TASK DIRECTIONS
Render the material below, from its first line through the line containing "left=125, top=0, right=517, bottom=184" inclusive, as a Markdown table with the columns Row and Text, numbering each line and omitting any blank lines.

— START MATERIAL FOR THE TASK —

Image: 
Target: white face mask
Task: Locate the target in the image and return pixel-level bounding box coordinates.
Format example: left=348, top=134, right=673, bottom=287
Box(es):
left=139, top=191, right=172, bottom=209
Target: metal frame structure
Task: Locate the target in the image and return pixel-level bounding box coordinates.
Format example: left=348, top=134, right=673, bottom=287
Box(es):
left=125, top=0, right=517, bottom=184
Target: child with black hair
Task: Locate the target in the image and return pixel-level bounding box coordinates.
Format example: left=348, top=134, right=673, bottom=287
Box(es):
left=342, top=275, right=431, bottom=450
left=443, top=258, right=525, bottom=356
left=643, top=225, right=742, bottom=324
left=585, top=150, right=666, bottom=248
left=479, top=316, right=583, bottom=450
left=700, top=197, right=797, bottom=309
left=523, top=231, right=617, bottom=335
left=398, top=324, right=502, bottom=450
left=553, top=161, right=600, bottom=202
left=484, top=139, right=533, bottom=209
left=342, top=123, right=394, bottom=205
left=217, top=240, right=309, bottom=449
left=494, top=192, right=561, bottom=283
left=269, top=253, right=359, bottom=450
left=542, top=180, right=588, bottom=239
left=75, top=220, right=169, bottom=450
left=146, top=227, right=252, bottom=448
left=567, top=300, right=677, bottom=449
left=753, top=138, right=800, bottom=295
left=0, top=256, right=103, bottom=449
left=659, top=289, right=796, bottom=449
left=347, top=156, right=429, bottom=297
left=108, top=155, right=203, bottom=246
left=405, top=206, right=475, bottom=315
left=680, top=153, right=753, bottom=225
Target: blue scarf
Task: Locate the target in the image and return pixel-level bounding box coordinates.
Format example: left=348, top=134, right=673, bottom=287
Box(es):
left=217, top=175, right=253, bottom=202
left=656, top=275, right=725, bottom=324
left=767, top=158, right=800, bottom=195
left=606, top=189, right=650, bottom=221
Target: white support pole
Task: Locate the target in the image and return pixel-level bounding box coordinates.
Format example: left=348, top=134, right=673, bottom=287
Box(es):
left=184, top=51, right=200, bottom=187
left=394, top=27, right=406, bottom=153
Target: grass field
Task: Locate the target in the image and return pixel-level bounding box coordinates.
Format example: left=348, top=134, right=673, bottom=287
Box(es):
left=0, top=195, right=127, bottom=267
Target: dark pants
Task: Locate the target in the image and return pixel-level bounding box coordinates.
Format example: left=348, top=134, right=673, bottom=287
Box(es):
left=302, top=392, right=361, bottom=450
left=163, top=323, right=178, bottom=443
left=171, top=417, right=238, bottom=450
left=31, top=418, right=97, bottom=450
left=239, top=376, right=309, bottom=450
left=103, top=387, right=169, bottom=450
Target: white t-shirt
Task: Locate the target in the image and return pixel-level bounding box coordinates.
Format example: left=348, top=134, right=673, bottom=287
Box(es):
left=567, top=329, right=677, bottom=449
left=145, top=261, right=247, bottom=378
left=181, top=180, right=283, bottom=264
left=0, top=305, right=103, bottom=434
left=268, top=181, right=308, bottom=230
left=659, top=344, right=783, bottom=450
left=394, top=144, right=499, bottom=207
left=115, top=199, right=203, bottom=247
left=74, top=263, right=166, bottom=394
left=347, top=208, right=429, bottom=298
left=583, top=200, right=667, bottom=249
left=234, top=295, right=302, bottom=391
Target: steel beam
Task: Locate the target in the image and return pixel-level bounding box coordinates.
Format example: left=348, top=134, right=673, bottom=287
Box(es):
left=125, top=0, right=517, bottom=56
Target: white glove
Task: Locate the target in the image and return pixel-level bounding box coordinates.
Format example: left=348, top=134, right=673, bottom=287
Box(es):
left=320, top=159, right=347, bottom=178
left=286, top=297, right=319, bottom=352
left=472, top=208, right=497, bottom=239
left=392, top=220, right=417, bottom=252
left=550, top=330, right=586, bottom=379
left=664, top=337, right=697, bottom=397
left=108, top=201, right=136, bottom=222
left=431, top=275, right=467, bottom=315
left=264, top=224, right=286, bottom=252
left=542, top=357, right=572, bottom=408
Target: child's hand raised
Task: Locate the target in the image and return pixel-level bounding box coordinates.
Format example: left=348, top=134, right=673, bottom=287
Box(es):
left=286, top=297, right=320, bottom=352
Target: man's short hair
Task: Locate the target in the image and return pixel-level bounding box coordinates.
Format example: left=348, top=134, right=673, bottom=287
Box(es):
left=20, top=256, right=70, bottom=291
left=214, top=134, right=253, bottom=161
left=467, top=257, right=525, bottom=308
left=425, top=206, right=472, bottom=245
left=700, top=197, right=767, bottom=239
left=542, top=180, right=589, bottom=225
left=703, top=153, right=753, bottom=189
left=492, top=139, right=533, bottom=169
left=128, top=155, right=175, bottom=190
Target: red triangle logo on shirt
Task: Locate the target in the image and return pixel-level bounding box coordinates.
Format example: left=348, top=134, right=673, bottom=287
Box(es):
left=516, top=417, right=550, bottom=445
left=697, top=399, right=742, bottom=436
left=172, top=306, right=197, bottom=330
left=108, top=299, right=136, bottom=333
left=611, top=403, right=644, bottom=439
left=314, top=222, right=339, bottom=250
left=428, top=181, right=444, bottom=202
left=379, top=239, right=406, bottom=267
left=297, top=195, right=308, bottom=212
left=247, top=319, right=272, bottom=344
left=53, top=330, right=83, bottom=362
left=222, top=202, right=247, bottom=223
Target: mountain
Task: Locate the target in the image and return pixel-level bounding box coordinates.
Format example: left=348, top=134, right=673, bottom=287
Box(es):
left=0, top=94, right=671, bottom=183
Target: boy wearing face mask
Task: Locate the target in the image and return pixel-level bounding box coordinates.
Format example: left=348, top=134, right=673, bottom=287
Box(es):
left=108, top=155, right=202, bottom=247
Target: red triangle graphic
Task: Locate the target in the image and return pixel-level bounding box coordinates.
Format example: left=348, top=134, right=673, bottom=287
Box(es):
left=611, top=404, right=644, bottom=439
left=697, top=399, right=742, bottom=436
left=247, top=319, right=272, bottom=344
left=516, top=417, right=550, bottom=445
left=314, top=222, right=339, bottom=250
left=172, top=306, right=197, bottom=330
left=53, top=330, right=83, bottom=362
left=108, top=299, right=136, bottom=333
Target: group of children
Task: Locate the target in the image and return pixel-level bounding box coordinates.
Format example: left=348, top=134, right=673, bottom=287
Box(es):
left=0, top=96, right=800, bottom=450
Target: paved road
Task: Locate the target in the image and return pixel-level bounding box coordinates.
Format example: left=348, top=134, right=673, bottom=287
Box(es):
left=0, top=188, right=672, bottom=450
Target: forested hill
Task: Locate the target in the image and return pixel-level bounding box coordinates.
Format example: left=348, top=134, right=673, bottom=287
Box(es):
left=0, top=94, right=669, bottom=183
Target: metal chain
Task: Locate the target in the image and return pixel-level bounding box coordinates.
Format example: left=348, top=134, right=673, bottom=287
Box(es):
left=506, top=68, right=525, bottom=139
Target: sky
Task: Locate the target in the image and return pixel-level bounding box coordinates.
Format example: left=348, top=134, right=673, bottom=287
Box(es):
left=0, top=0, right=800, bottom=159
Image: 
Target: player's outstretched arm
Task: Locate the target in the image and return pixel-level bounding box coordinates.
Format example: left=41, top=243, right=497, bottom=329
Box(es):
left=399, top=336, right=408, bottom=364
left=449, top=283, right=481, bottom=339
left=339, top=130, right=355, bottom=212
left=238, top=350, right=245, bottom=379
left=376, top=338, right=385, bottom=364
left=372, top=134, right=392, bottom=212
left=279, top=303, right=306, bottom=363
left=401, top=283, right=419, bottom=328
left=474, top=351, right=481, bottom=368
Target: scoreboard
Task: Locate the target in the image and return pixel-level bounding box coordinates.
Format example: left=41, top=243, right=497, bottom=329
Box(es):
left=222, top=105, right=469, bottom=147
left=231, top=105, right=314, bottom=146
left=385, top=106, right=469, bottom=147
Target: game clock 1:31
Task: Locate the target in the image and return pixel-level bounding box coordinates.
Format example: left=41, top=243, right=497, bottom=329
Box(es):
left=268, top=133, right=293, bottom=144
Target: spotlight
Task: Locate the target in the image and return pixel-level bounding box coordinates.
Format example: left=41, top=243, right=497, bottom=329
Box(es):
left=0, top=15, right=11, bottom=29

— END MATERIAL FOR THE TASK —

IN RESPONSE
| Row | Text |
|---|---|
| 1 | Image:  |
| 2 | Target: white face mask |
| 3 | Task: Locate the target in the image and return pixel-level bounding box coordinates. |
| 4 | Format example: left=348, top=134, right=673, bottom=287 |
| 5 | Box(es): |
| 6 | left=139, top=191, right=172, bottom=209 |
| 7 | Target: metal frame structure |
| 8 | Task: Locate the target in the image and return pixel-level bounding box coordinates. |
| 9 | Format example: left=348, top=134, right=673, bottom=287 |
| 10 | Box(es): |
| 11 | left=125, top=0, right=517, bottom=184 |